Required action 1: In the entries, rename "rough mask" to "coarse mask" in the part that opens with the line containing "</instance>" and closes with the line containing "280L498 283L286 374L279". Return only those lines.

Re: speed up verifying UTF-8

From: John Naylor <john(dot)naylor(at)enterprisedb(dot)com>
To: Amit Khandekar <amitdkhan(dot)pg(at)gmail(dot)com>
Cc: Heikki Linnakangas <hlinnaka(at)iki(dot)fi>, pgsql-hackers <pgsql-hackers(at)postgresql(dot)org>
Subject: Re: speed up verifying UTF-8
Date: 2021-07-15 18:12:43
Message-ID: CAFBsxsEVoO-cGN7Q7H+ytuExSfnm0xm19CMbjs2Q5a+7LXX_rw@mail.gmail.com
Views: Raw Message | Whole Thread | Download mbox | Resend email
Thread:
Lists: pgsql-hackers

On Thu, Jul 15, 2021 at 1:10 AM Amit Khandekar <amitdkhan(dot)pg(at)gmail(dot)com>
wrote:

> - check_ascii() seems to be used only for 64-bit chunks. So why not
> remove the len argument and the len <= sizeof(int64) checks inside the
> function. We can rename it to check_ascii64() for clarity.

Thanks for taking a look!

Well yes, but there's nothing so intrinsic to 64 bits that the name needs
to reflect that. Earlier versions worked on 16 bytes at time. The compiler
will optimize away the len check, but we could replace with an assert
instead.

> - I was thinking, why not have a pg_utf8_verify64() that processes
> 64-bit chunks (or a 32-bit version). In check_ascii(), we anyway
> extract a 64-bit chunk from the string. We can use the same chunk to
> extract the required bits from a two byte char or a 4 byte char. This
> way we can avoid extraction of separate bytes like b1 = *s; b2 = s[1]
> etc.

Loading bytes from L1 is really fast -- I wouldn't even call it
"extraction".

> More importantly, we can avoid the separate continuation-char
> checks for each individual byte.

On a pipelined superscalar CPU, I wouldn't expect it to matter in the
slightest.

Segmentation mask data
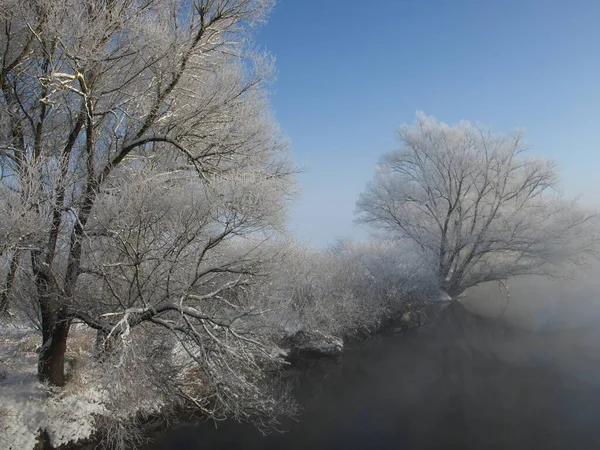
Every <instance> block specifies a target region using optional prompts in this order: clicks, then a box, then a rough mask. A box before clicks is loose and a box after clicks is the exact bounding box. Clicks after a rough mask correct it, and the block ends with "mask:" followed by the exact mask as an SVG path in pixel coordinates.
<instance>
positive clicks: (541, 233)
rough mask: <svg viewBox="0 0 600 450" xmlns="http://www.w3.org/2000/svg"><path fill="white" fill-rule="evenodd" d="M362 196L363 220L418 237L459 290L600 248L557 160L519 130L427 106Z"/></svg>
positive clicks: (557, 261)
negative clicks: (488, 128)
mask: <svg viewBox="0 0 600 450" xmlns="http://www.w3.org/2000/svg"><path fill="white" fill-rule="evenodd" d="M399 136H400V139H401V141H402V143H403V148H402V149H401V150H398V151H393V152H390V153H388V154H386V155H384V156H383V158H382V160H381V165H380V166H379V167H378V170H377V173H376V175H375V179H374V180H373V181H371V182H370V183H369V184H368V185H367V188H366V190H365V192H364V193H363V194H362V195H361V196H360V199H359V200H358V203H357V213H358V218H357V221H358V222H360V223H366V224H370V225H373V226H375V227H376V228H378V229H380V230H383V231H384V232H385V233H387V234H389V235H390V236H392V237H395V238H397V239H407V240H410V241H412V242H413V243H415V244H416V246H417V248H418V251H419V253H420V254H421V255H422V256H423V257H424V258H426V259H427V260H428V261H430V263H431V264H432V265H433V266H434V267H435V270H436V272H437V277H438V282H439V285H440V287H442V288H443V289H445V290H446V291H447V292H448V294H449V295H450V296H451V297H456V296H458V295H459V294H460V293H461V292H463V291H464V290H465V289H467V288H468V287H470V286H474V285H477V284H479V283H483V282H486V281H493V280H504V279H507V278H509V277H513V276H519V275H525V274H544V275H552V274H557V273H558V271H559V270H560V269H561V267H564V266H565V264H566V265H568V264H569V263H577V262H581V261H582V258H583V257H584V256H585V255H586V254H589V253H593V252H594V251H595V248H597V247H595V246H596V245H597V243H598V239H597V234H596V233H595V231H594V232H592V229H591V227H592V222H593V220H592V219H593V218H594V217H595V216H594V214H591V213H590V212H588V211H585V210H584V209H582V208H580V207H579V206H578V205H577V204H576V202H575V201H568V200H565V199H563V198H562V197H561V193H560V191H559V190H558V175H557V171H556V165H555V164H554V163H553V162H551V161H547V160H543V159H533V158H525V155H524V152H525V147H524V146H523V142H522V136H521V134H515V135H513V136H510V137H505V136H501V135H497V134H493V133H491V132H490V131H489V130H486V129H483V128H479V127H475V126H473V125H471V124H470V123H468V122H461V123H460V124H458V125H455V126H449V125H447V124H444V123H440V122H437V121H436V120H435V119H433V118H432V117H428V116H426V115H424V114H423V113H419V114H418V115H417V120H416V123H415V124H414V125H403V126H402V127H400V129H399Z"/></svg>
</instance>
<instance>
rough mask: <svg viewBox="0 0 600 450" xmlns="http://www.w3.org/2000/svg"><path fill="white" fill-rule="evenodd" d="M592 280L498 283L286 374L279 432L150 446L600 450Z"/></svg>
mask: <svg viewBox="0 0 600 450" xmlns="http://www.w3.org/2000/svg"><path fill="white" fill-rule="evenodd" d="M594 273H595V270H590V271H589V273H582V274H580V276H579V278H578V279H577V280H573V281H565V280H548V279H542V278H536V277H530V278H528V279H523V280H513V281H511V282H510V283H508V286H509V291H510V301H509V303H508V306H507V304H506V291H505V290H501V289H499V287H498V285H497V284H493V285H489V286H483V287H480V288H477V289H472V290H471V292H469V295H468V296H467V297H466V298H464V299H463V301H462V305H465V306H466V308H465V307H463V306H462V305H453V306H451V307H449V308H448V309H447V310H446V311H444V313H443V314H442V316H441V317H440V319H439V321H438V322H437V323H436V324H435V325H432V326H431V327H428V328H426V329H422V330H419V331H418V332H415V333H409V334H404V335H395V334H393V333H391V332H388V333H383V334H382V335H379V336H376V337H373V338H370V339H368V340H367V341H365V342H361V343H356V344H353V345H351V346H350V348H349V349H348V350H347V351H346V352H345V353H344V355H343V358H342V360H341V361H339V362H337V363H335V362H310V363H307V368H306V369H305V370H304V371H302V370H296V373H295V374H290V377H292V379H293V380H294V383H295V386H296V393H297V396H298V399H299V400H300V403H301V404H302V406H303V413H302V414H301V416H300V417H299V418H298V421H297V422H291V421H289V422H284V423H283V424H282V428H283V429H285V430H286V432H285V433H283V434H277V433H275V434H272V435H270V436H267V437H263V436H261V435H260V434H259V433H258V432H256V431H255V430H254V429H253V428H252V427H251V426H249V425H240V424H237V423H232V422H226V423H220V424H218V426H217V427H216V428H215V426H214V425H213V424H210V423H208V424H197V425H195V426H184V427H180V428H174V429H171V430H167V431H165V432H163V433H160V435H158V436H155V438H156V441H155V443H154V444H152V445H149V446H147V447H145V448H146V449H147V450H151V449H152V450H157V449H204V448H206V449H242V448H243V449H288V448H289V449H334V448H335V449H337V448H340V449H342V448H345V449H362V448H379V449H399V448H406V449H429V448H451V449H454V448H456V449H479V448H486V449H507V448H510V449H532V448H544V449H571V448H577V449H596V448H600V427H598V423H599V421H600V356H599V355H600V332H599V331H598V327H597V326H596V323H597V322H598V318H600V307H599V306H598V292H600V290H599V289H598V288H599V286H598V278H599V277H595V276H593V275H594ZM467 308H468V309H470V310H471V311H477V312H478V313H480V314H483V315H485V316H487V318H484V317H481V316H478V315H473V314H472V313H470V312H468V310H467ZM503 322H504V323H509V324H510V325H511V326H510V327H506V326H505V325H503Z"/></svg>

Required action 2:
Answer these questions about the email on speeding up UTF-8 verification:
(a) What new name was proposed for check_ascii()?
(b) How many bytes at a time did earlier versions work on?
(c) On what kind of CPU does the reply say the separate continuation-char checks would not matter?

Response 1:
</instance>
<instance>
coarse mask: <svg viewBox="0 0 600 450" xmlns="http://www.w3.org/2000/svg"><path fill="white" fill-rule="evenodd" d="M592 280L498 283L286 374L279 432L150 446L600 450Z"/></svg>

Response 2:
(a) check_ascii64()
(b) 16 bytes
(c) A pipelined superscalar CPU